## What you will do
Reproduce the text about the Colonel By Valley word for word, from its heading to its final sentence.

## Exercise text

------------------------------------------------------------------------

Valley in Ottawa, Ontario, Canada

The Colonel By Valley, also known as Entrance Valley is a valley located at the confluence of the Rideau Canal and the Ottawa River, in the heart of Ottawa, Ontario, Canada. The valley is flanked on the west by Parliament Hill and on the east by the Chateau Laurier. The valley is home to a lock flight known as the Ottawa Locks, comprising the first eight locks lifting the canal from the level of the Ottawa River. The valley is also home to the Commissariat Building, home of the Bytown Museum, the oldest stone building still standing in the city.

------------------------------------------------------------------------

## Saved entries
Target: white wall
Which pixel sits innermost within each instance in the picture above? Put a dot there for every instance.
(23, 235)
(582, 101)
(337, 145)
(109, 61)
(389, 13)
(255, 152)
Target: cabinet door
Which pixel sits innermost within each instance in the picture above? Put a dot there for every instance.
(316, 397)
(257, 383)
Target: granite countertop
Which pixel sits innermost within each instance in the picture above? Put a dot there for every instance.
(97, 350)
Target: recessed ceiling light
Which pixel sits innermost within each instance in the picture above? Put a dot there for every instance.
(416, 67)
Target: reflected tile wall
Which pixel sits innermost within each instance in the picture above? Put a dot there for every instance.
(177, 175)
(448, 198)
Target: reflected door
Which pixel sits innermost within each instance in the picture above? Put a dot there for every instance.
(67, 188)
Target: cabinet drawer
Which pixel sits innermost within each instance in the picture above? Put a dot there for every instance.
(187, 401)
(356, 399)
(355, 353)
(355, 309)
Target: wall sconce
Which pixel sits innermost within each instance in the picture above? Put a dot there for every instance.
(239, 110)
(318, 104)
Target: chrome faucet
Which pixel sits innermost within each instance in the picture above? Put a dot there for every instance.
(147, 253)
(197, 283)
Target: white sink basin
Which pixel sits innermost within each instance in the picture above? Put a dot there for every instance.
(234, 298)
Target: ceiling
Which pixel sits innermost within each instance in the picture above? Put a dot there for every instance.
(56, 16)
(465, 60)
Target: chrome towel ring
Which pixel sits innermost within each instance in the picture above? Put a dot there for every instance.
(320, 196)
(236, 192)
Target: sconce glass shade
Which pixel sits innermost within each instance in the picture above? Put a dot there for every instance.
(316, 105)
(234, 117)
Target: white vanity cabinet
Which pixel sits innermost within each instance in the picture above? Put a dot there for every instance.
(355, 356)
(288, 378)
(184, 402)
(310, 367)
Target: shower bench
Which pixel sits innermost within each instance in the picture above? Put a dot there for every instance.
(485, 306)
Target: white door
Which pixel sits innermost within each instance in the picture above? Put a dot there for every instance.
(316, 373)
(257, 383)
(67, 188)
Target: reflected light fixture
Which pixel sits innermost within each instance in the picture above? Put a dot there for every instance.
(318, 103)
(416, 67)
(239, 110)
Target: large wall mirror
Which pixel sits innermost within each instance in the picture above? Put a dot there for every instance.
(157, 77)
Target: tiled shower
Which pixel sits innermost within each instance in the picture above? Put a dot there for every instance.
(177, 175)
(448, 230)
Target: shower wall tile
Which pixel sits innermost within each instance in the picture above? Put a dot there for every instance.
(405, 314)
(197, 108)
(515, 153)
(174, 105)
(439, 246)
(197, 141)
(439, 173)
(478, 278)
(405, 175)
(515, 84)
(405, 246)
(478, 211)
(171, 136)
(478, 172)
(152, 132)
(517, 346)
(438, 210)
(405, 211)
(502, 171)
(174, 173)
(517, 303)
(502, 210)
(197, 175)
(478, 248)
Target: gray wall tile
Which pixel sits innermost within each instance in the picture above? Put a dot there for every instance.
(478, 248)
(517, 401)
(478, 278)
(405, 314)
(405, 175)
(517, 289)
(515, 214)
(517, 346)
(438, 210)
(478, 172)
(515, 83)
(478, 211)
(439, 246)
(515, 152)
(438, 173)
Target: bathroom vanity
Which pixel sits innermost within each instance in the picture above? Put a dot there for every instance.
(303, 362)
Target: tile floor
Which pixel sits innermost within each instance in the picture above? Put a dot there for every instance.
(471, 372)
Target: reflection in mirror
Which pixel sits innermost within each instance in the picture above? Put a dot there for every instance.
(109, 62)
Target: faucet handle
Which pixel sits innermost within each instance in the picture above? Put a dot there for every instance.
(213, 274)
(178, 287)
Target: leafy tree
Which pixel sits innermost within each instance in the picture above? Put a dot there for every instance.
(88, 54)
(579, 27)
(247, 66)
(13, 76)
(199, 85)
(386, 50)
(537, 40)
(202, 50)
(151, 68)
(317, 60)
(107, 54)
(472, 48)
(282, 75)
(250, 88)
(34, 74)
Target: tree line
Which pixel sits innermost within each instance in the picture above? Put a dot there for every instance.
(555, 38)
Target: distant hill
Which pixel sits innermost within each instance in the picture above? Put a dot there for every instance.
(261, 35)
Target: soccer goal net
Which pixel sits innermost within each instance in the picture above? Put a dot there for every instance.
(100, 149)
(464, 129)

------------------------------------------------------------------------

## Task answer
Valley in Ottawa, Ontario, Canada

The Colonel By Valley, also known as Entrance Valley is a valley located at the confluence of the Rideau Canal and the Ottawa River, in the heart of Ottawa, Ontario, Canada. The valley is flanked on the west by Parliament Hill and on the east by the Chateau Laurier. The valley is home to a lock flight known as the Ottawa Locks, comprising the first eight locks lifting the canal from the level of the Ottawa River. The valley is also home to the Commissariat Building, home of the Bytown Museum, the oldest stone building still standing in the city.